_STATED TASK_
Copy the rows below word for word, leaving nothing out.

Records from a data source:
◆ ◆ ◆ ◆ ◆
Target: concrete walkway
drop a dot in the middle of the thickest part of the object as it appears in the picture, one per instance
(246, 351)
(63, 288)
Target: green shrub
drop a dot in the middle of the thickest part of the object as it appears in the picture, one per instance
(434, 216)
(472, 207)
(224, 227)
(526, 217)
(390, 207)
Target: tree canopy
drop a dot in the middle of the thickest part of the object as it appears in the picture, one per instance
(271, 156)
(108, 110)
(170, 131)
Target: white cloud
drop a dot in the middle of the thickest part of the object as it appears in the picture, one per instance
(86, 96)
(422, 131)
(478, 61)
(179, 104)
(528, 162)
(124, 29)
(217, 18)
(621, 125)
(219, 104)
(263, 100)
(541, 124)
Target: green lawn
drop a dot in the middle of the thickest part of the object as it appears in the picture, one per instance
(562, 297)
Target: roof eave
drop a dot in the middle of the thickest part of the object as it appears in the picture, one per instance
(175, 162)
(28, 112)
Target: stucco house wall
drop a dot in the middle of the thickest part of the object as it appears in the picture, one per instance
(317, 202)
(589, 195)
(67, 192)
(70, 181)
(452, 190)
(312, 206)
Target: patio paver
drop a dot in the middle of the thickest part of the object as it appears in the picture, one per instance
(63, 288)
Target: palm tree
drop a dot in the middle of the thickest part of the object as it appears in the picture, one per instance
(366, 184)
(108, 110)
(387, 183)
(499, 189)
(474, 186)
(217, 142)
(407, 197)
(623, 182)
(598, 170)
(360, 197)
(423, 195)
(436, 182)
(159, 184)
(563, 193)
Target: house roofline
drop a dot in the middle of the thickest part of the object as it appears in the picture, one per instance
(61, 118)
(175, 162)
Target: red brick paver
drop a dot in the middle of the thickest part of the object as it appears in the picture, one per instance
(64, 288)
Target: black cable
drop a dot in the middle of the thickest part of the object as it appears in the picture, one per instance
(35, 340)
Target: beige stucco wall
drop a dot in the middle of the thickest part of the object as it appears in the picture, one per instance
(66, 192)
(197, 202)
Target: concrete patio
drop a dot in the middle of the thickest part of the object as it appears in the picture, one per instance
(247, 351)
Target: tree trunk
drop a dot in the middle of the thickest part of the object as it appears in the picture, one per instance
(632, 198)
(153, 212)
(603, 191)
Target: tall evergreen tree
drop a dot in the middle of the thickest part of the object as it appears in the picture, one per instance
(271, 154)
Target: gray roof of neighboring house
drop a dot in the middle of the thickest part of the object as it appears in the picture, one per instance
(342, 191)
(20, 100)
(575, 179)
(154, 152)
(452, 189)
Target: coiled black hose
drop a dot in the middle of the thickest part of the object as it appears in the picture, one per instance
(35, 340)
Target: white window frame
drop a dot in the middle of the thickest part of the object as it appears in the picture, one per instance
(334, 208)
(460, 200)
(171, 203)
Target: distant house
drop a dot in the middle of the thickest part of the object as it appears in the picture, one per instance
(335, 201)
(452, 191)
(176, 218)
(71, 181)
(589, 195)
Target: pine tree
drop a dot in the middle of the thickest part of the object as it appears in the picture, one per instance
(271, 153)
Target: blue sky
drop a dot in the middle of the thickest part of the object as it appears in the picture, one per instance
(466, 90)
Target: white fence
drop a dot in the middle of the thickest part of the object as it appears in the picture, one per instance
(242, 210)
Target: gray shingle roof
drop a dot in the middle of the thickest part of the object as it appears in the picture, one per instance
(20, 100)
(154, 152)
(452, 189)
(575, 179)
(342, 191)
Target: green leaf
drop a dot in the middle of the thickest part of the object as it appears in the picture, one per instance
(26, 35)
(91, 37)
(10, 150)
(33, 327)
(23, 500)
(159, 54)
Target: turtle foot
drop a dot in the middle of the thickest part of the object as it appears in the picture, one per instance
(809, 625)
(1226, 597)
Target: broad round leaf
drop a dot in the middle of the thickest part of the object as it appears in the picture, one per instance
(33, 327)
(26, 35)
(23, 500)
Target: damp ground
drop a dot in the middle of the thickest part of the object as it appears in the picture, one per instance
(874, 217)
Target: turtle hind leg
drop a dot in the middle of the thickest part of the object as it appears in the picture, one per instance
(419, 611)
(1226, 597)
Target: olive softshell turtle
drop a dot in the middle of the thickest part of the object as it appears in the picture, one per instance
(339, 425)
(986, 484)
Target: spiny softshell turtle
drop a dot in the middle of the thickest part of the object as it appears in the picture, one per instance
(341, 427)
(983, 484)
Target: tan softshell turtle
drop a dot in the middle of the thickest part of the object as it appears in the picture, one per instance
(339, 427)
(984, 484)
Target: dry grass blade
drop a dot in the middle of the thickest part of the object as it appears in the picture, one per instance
◆ ◆ ◆ ◆ ◆
_COMPLETE ANSWER_
Target: concrete walkway
drop a dot in the middle of the thickest part of the object as it appears in the picture, one per instance
(246, 351)
(63, 288)
Target: green shrub
drop a dot in the middle of the thickest part of the object as it appears in the picture, one per instance
(434, 216)
(472, 207)
(224, 227)
(526, 217)
(390, 207)
Target: tree canopy
drop a dot in the middle of the thickest part of the object as it appears in the picture, one per instance
(271, 156)
(108, 110)
(170, 131)
Target: white cloud
drop a dot in the middle of the thickest part of the object as it appears in the picture, one per instance
(86, 96)
(422, 131)
(478, 61)
(179, 104)
(528, 162)
(124, 29)
(217, 18)
(621, 125)
(219, 104)
(263, 100)
(541, 124)
Target: green lawn
drop a dot in the middle of the thickest part of the object as it appears in the picture, one per instance
(562, 297)
Target: roof eave
drop a dot in the middle of the thickest part of the object as it appears in the picture, one per instance
(175, 162)
(28, 112)
Target: stucco house wall
drop a dot in the middle of the thickest part of the object as it appears in the picture, one per instance
(317, 202)
(589, 195)
(67, 192)
(70, 181)
(452, 190)
(312, 206)
Target: patio paver
drop a dot in the middle of the thickest part of the object as it appears in the picture, one per instance
(63, 288)
Target: palm tree
drop a dot in the middle of the thickest part of the object as it appears in the picture, one per instance
(366, 184)
(108, 110)
(387, 183)
(499, 189)
(474, 186)
(217, 142)
(407, 197)
(623, 182)
(598, 170)
(360, 197)
(423, 195)
(436, 182)
(159, 184)
(563, 193)
Target: house roofline
drop a dot in the middle of the thickest part of the object as it appears in the picture, one per instance
(61, 118)
(175, 162)
Target: red brick paver
drop a dot in the middle of the thickest part of the object as it appears in the picture, one per instance
(64, 288)
Target: black cable
drop a dot in the middle of the thickest part of the object as it appears in the picture, one per instance
(35, 340)
Target: beige stucco wall
drop a dot in the middle of the thickest part of the object as it appears in the picture, one per instance
(66, 192)
(197, 202)
Target: concrete patio
drop a dot in the middle of the thickest part of the object as it appears in the picture, one per instance
(247, 351)
Target: tree trunk
drop a dot in the middle of the thickest part of the object as it appears in the picture, one per instance
(632, 198)
(153, 212)
(603, 191)
Target: tall evergreen tree
drop a dot in the middle of the thickest part of the object as it appears in the picture, one per instance
(271, 154)
Target: gray roof of neighboring house
drop a dot in the middle of the thickest part of the object as it appears in the picture, one per instance
(342, 191)
(20, 100)
(575, 179)
(154, 152)
(452, 189)
Target: coiled black hose
drop a dot in the middle of the thickest part of the object as it appears in the picture, one per instance
(35, 340)
Target: white window frame
drop a dot in the middle of the thickest part of the object as it appears in the picture, one per instance
(334, 208)
(460, 200)
(171, 203)
Target: distant house
drop a dot in the middle of the thickest part of the object as it appears in the picture, one per instance
(335, 201)
(452, 191)
(176, 218)
(71, 181)
(589, 195)
Target: pine tree
drop a dot in the middle of the thickest part of the object as it appears in the picture, one per instance
(271, 153)
Target: blue sky
drop a dot in the middle of the thickest part of the object as it appears in the picture, one per instance
(466, 90)
Target: white fence
drop a dot in the middle of the thickest part of the object as it appears in the picture, one per instance
(242, 210)
Target: gray shingle roof
drop a dot in the middle of the thickest part of the object as it appears in the picture, one per instance
(20, 100)
(154, 152)
(452, 189)
(575, 179)
(342, 191)
Target: green leaf
drop a dot in the middle of the thickest part of the object as it appears in the picture, one per instance
(26, 35)
(91, 37)
(10, 150)
(33, 327)
(23, 500)
(159, 54)
Target: turtle foot
drop a dot in the middle of the thickest part of the object as it appears in the picture, one per instance
(809, 625)
(1226, 597)
Target: broad round leaf
drop a dot in the middle of the thickest part of the object as it appears in the picture, one per instance
(33, 327)
(26, 35)
(23, 500)
Target: damp ground
drop a dot in the middle of the thickest part of the object as it appears in the picture, one per instance
(874, 217)
Target: turtle hind leg
drop a dot in the middle of the thickest part of the object as it appears in the picture, one per instance
(419, 611)
(1226, 597)
Target: olive softshell turtle
drop a dot in the middle of the thickest part of the object as it appears in the picture, one per instance
(339, 425)
(986, 484)
Target: spiny softshell turtle
drop a dot in the middle of the thickest part of the object as it appears in the picture, one per instance
(341, 427)
(983, 484)
Target: tan softshell turtle
drop a dot in the middle of the thickest part of the object as it appears in the picture, one per instance
(339, 427)
(984, 484)
Target: dry grass blade
drop a dot in the middle of the thickest part of the object as it appears in the picture, one per instance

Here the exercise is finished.